**Instructions for the task:**
From the line with "# test: locate()" through the final line, please write out the listing exactly, including both of those lines.

Top of Input for this task

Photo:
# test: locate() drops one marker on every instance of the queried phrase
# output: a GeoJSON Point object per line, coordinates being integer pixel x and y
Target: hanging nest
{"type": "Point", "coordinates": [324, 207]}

Bottom of Input for this task

**Solution:**
# test: locate() drops one marker on every instance of the queried phrase
# output: a GeoJSON Point object per line, coordinates being integer pixel x and y
Target: hanging nest
{"type": "Point", "coordinates": [324, 207]}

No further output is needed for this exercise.